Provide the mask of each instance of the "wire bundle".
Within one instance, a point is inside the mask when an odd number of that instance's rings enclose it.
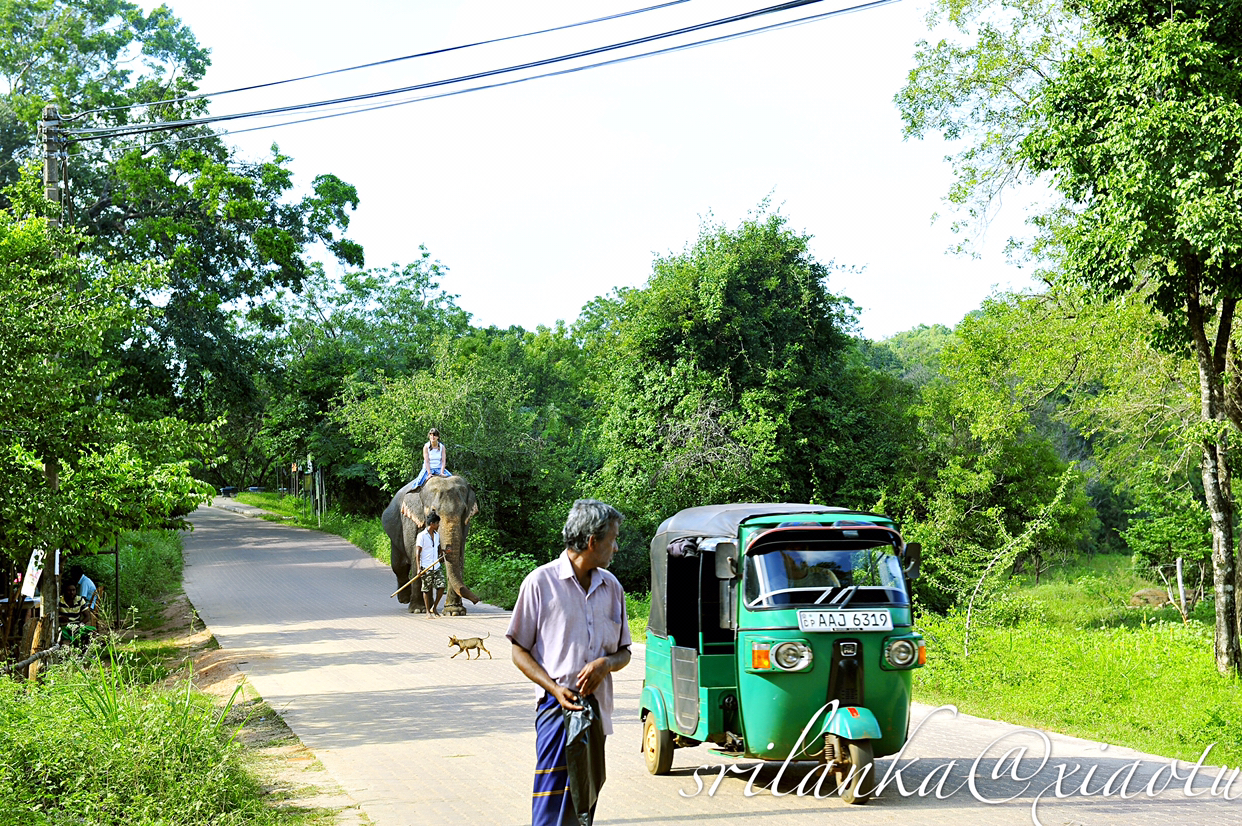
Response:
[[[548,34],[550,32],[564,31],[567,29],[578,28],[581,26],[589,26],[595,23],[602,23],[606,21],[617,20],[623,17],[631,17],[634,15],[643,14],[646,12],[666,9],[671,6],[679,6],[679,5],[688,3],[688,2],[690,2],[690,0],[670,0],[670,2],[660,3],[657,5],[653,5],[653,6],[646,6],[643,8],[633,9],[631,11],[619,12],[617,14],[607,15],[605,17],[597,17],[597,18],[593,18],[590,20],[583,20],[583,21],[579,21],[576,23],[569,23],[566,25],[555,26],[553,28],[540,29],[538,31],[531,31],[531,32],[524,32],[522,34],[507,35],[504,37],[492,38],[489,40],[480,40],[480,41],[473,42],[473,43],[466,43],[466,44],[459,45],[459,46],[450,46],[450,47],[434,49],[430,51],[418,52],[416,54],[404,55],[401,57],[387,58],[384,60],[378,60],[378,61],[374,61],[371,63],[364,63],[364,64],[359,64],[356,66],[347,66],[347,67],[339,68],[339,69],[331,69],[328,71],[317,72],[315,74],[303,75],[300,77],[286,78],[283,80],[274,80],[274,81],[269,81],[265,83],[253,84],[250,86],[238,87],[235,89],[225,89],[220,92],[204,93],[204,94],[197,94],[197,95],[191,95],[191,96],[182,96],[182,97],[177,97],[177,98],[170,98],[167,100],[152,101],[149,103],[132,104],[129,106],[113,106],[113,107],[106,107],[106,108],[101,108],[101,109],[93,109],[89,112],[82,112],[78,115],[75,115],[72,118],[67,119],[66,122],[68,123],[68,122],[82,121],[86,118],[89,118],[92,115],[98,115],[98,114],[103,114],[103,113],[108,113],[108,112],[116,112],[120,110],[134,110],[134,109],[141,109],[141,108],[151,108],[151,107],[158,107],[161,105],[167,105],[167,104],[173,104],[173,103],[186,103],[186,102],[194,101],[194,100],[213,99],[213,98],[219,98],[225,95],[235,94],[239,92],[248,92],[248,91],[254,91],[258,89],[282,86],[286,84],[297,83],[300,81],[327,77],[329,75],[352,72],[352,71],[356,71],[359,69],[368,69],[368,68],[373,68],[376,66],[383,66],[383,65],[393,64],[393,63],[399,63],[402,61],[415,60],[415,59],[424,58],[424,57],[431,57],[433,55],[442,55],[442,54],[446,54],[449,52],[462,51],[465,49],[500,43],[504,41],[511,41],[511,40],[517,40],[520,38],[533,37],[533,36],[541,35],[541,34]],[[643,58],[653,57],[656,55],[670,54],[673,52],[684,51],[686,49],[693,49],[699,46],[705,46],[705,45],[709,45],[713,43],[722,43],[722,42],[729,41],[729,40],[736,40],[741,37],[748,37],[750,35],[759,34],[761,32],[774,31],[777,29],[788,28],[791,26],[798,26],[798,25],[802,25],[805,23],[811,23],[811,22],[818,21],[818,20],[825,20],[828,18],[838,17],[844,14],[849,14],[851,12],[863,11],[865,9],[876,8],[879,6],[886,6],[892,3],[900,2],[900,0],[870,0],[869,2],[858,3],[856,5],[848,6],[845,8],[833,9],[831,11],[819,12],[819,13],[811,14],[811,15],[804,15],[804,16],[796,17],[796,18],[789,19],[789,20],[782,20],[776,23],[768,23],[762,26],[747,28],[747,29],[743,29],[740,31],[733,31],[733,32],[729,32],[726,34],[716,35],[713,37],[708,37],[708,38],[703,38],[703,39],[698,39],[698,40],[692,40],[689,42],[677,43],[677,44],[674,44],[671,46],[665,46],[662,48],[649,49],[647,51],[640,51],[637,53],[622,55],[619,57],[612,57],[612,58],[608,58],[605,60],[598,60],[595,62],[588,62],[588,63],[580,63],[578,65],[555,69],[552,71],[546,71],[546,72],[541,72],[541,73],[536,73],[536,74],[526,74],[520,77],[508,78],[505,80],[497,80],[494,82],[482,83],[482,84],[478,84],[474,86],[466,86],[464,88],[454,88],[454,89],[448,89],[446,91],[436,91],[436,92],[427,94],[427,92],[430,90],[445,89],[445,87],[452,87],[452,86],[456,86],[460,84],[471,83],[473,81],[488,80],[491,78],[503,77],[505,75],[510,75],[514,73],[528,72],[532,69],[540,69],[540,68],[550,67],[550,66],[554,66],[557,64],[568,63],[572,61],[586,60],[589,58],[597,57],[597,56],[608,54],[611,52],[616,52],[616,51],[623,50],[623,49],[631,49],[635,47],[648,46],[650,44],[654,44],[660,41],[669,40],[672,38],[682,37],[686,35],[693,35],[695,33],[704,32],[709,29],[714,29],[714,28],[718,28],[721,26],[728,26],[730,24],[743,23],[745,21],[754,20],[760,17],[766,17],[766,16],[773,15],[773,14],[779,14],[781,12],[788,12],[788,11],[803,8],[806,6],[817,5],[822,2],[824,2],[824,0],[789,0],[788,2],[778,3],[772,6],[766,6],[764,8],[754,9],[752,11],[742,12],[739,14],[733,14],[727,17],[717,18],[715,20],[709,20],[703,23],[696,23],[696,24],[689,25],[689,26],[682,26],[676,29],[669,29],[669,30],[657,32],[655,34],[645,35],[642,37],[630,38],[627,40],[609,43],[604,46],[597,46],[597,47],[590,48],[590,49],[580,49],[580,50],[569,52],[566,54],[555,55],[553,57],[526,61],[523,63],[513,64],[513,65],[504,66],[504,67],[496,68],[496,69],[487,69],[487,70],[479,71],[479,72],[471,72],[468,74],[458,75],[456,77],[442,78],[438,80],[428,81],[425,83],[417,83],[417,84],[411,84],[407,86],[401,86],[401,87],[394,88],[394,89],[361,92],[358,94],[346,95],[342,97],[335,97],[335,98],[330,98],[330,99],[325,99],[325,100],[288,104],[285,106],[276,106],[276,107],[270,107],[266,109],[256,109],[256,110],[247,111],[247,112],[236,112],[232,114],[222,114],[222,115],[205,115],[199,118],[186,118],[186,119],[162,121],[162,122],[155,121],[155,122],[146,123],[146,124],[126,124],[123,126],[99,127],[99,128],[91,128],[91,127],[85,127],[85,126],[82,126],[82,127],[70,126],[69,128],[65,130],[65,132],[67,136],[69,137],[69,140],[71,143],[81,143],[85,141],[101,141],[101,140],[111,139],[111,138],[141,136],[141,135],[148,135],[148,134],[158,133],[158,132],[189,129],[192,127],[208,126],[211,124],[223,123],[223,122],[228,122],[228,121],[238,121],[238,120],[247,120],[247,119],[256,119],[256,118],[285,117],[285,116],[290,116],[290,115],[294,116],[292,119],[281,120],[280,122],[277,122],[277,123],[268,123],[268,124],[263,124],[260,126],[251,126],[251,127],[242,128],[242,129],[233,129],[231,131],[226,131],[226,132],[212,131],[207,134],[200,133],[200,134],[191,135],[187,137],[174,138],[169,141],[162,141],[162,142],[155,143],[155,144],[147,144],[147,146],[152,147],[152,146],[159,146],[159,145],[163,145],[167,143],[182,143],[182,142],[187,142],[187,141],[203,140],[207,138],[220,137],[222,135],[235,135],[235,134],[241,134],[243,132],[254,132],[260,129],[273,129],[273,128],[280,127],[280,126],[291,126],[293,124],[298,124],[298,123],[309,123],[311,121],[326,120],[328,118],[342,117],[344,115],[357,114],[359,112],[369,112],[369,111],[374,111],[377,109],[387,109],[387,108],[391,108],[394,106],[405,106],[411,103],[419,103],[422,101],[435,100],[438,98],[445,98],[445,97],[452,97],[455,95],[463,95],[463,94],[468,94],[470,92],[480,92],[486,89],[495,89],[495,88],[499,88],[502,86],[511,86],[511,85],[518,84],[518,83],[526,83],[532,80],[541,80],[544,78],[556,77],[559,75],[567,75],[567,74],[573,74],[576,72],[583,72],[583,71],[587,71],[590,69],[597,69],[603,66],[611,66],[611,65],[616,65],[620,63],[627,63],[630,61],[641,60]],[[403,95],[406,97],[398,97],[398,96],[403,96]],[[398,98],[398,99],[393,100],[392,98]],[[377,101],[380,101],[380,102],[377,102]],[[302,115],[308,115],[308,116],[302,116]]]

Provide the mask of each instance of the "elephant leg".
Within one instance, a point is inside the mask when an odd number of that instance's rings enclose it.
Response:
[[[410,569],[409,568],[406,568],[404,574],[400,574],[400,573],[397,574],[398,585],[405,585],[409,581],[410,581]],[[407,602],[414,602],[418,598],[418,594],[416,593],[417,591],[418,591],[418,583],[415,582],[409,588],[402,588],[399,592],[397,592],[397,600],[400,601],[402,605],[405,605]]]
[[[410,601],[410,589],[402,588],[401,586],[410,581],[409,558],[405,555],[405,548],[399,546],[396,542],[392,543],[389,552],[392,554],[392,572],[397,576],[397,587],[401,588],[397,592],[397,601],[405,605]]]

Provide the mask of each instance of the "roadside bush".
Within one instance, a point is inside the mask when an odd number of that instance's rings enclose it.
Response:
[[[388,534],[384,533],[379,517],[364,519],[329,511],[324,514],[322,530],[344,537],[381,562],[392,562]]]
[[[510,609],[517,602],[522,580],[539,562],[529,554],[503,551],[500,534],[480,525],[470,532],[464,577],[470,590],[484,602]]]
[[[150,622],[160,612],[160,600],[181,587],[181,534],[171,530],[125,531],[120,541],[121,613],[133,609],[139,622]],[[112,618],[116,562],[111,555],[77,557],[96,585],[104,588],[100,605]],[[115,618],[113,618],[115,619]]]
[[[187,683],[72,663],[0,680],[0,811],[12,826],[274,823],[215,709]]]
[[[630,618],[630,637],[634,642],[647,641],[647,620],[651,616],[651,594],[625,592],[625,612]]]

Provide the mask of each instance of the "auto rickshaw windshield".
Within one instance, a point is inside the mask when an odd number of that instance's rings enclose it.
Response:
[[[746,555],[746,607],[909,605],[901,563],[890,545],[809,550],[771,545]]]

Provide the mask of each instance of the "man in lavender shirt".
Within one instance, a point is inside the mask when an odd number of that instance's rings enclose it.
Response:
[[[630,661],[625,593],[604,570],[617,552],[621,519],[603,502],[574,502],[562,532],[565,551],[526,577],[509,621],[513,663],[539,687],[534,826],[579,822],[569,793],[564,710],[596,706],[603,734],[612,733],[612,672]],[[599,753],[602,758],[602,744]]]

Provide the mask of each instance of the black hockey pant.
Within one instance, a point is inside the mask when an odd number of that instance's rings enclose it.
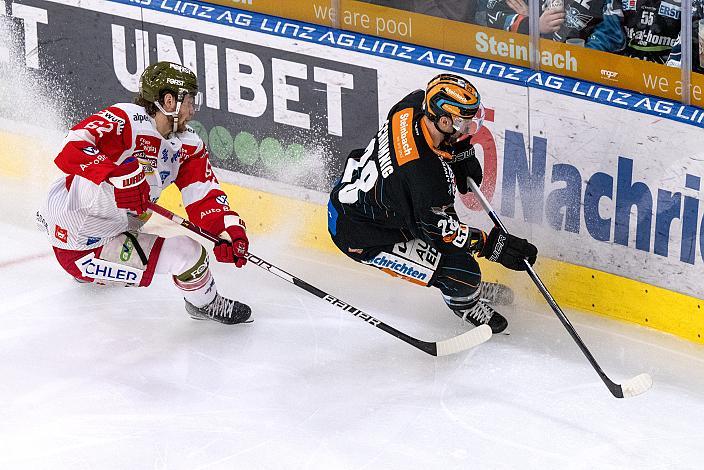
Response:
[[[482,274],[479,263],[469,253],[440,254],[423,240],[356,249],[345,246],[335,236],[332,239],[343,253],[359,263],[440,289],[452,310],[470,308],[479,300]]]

━━━━━━

In the records above, some lines hold the word "each". Say how many, and nothing more.

* RESULT
6